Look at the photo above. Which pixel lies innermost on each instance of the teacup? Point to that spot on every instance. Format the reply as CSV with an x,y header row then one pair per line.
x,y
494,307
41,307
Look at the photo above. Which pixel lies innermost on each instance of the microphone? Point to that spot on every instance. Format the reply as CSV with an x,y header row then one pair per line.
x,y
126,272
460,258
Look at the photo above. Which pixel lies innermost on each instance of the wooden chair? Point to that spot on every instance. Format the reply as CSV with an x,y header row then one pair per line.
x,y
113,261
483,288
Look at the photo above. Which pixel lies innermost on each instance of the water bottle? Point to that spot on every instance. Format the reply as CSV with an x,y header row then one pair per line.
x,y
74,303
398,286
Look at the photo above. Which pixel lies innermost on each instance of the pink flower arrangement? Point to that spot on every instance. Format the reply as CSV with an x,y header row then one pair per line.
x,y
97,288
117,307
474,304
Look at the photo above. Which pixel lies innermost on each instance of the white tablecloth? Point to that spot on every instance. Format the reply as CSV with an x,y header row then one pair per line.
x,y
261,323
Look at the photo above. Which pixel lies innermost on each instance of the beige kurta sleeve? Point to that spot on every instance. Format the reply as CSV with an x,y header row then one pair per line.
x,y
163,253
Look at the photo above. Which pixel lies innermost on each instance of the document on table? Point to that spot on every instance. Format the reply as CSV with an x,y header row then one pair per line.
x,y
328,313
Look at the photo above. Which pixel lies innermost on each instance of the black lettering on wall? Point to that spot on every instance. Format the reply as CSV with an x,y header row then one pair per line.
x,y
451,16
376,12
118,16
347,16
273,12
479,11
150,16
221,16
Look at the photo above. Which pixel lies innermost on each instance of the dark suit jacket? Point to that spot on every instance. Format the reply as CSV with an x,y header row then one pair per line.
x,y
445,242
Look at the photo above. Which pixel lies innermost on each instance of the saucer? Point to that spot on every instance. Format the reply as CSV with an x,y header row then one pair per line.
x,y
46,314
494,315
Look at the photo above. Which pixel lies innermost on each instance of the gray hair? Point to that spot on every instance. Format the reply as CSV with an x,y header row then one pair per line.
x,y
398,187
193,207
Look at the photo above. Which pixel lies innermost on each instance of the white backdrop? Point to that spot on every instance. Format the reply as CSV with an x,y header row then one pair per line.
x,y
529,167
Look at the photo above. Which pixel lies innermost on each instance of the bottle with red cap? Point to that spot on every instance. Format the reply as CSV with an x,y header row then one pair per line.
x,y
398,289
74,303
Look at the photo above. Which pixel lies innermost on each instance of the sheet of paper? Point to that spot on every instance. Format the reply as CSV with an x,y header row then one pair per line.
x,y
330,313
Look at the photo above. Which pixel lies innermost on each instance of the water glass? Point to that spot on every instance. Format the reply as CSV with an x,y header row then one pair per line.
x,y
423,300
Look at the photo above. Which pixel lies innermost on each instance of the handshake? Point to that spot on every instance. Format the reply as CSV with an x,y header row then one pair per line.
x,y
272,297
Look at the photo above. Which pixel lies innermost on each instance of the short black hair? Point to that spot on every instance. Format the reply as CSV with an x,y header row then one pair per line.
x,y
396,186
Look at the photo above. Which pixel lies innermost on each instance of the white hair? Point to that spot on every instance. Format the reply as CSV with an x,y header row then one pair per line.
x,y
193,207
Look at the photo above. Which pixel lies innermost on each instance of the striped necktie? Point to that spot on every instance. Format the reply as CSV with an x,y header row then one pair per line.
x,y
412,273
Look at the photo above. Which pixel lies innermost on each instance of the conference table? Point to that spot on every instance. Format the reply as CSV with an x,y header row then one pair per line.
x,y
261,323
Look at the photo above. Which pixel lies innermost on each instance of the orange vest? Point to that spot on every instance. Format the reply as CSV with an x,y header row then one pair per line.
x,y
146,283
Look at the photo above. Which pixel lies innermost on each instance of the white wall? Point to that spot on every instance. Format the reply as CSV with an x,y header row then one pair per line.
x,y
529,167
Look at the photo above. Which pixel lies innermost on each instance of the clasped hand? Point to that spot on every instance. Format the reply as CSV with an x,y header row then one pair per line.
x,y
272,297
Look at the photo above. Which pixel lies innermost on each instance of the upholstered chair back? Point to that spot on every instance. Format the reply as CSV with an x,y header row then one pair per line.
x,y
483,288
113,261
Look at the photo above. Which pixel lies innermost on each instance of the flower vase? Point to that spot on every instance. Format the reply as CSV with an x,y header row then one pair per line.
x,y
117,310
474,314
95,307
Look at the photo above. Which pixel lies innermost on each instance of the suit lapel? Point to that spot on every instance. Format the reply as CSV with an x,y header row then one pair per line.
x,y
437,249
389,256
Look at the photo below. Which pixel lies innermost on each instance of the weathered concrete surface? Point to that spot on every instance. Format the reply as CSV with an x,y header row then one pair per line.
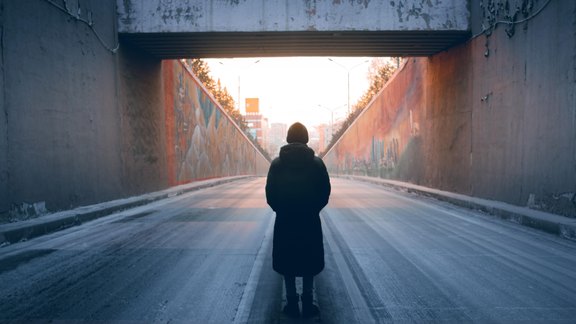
x,y
286,16
60,98
80,122
202,141
3,127
494,118
204,28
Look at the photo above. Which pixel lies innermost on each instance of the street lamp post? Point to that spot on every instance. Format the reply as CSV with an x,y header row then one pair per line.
x,y
239,80
348,77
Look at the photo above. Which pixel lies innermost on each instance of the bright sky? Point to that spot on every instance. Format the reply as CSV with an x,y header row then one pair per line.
x,y
294,89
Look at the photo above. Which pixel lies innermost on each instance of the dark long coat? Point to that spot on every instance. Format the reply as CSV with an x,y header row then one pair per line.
x,y
297,188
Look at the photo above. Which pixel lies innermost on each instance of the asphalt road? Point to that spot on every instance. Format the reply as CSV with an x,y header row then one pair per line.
x,y
205,257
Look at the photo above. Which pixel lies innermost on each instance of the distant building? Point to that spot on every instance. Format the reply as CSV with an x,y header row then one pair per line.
x,y
276,138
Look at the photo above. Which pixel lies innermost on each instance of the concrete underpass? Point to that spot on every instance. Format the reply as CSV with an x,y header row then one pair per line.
x,y
139,199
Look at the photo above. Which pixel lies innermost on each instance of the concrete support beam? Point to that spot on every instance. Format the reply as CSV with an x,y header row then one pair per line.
x,y
240,28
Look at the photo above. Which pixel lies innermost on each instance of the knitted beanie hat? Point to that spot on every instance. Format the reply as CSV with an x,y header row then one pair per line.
x,y
297,133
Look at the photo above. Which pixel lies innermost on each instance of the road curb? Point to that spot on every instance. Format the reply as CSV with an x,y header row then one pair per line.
x,y
561,226
21,231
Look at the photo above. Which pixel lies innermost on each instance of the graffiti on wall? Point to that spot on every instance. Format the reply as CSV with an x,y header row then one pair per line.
x,y
382,139
203,142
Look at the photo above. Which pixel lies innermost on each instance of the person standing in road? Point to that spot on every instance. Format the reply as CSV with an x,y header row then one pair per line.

------------------------------

* **GOAL OF THE EXERCISE**: Without including any picture, write out the material above verbatim.

* **TASK SOLUTION**:
Look at the photo above. Which pixel lies innermost on each instance of the teacup? Point to that spot on every instance. Format the reply as CSV with an x,y header row then one pair per line.
x,y
494,307
41,307
Look at the photo above. Which pixel lies innermost on each instance of the microphone? Point to that spot on every instance. Format the reply as CSV with an x,y header row then one pair per line.
x,y
126,272
460,258
Look at the photo above. Which pixel lies innermost on each instance of the wooden chair? Point to that spot on every instance. Format the reply as CSV with an x,y header row then one pair per line.
x,y
113,261
483,288
Look at the photo above. Which pixel lies innermost on each instance of the water bottle? Point to that spot on every instance. Format the reply as CSV with an x,y header row then one pair per line.
x,y
74,303
398,286
Look at the photo above. Which pixel lies innermost on each instance of the pink flower arrangement? Point to that spot on every instance. Format the reply as CSV with an x,y header row then one pair per line.
x,y
97,288
117,307
474,304
Look at the photo above. Which pixel lies innermost on each instance of the white tablecloth? Point to that spot on every instance. Format the reply as CSV with an x,y header row then one pair per line.
x,y
261,323
Look at the photo above. Which pixel lies innermost on each instance of the beige kurta sleeve? Point to that spot on every instance. Format the reply as CSV with an x,y header row then one pair per line.
x,y
163,253
Look at the photo above. Which pixel lies innermost on each instance of the document on table? Point to that spot on every instance. Format the reply as CSV with an x,y header row then one pair per line.
x,y
328,313
Look at the photo above. Which pixel lies innermost on each instance of the black lettering on wall? Point to that spot on every instance. Format the reply as CSV with an x,y header row then one pair per line.
x,y
451,16
376,12
118,16
347,16
273,12
479,11
150,16
221,16
Look at the photo above. Which pixel lies innermost on each instance of the dark suit jacket? Point to that spot on every instance. Format the reply as CSV with an x,y header row then one pair per line.
x,y
445,242
Look at the photo above. Which pixel lies innermost on each instance of the saucer? Point to that spot on every instance. Format the reply as CSV with an x,y header row then one pair per line.
x,y
46,314
494,315
Look at the photo above. Which pixel lies innermost on each instance of the gray hair? Point to that spot on every instance. Format the reply as CSV with an x,y header row then one pair per line.
x,y
398,187
193,207
Look at the photo above. Which pixel lies innermost on each instance of the white backdrop? Point to that spot on every instance. Format the reply as CSV with an x,y header row then one pair per line.
x,y
529,167
Look at the photo above. Which pixel lies innermost on each instance of the bottle with red cap? Point to that spot on every instance. Format the reply as CSV with an x,y header row then one pair per line.
x,y
398,289
74,303
Look at the photo above. Which pixel lies innermost on each instance of the sheet of paper? Point to that spot on every instance. Format the reply as CSV with an x,y header row then one pair per line.
x,y
330,313
Look at the photo above. Which pixel lies innermost on each instance of the water glass? Point to that spot on every instance. Format the reply as CSV with an x,y header row then one pair per line.
x,y
423,300
Look at the photo above. Which pixel lies innermost on each instance of the handshake? Point to that spot on every instance. Format the reply as CSV with an x,y header row then one pair per line.
x,y
272,297
Look at the photo above. Which pixel lies innermost on each instance of the short black hair? Point to that spot on every instance. Format the reply as CSV with an x,y header row then one pair per line.
x,y
396,186
Look at the photo above. Which pixel lies innermost on each instance of the white hair? Point to that spot on every instance. Format the reply as CSV with an x,y header row then one pair per line.
x,y
193,207
Look at the photo above. Which pixel lies innermost on each instance of the striped necktie? Point to that spot on every instance. Format the reply as CSV with an x,y header row then one pair per line.
x,y
412,273
Look at the photo above. Which pixel lies innermost on each instance of the conference table? Point to that spot on every instance. Format the reply as CSV with an x,y header row then one pair per line.
x,y
261,323
Look at the photo above. Which pixel lies innermost on each instance of the orange vest? Point to that spot on every instance. Format the reply as CSV with an x,y header row then one pair per line.
x,y
146,283
Look at the photo above. Which pixel lies innermost on each instance of the white wall? Point to that spot on every instance. Format the reply as CSV with an x,y header row then one pair per line.
x,y
529,167
Look at the photo above. Which pixel lies innermost on each instance of the clasped hand? Point to that spot on every instance. Format the reply as CSV with an x,y header row then one pair per line.
x,y
272,297
Look at the photo above. Which pixel lies innermost on each instance of the upholstered chair back? Point to that spot on every instance. Format the reply as CSV with an x,y header row then one pair per line.
x,y
483,288
113,261
Look at the photo above. Which pixel lies innermost on each instance of the flower vase? Point to that spot on every instance. Format the reply as CSV with an x,y header row then one pair per line.
x,y
117,310
474,314
95,307
Look at the photo above. Which pixel lies innermost on each instance of the suit lapel? Point to that spot on every instance. Format the reply as CSV with an x,y header row then one pair per line.
x,y
437,249
389,256
Look at the photo below. Which pixel lies innermost on each instance of the weathered concrete surface? Point to that spot on every instance. Format the reply as CSV with an x,y header row then one pair per line.
x,y
286,16
60,98
80,122
202,141
3,127
494,118
204,28
Look at the photo above. Which pixel lies innermost on each instance of the street lamp post? Point to that spot on every instance. Format the reply as CSV with an x,y header row then one pair per line.
x,y
239,80
348,77
Look at the photo above. Which pixel lies innermost on each instance of the bright sky? Point to that spot on every instance. Format the reply as CSV with an x,y header row then one pair per line.
x,y
294,89
Look at the photo above. Which pixel lies innermost on each instance of the dark long coat? Point to that spot on every instance. Format the reply as CSV with an x,y header row then one pair per line.
x,y
297,188
Look at the photo above. Which pixel lies innermost on each instance of the asphalt road? Point to that spot on every instance. Format the reply as CSV with an x,y header row then one pair per line.
x,y
205,257
Look at the photo above. Which pixel lies innermost on each instance of the distant building? Point to that spot on every instance. Format the reply as CSV with an x,y header row then one pair per line.
x,y
276,138
Look at the photo above. Which pixel lies innermost on each instance of the concrete underpass? Point to that spot on every instance. Format the reply as CSV with an x,y header row then one pair per line.
x,y
139,199
Look at the photo above. Which pixel lies innermost on each instance of the concrete support beam? Point to that spot on every instance. Format the reply as CSV with an x,y header row then one pair per line.
x,y
240,28
Look at the photo above. Which pixel lies innermost on each instance of the knitted beanie hat? Point to that spot on every instance. Format the reply as CSV with an x,y header row then one pair per line.
x,y
297,133
Look at the photo above. Which pixel lies innermost on each instance of the road curb? Point to that spot on every instance. Format the reply as CSV with an x,y header row then one pair per line.
x,y
561,226
21,231
Look at the photo above. Which pixel lies innermost on each instance of the graffiti on wall? Point to that spot on every instance. Format the reply as CSV with an x,y header row then one pair per line.
x,y
382,139
203,142
Look at the photo above. Which pixel lies innermost on each instance of the person standing in road? Point to that spot on every instance. Format the reply as CSV with an x,y header row then one pair per line.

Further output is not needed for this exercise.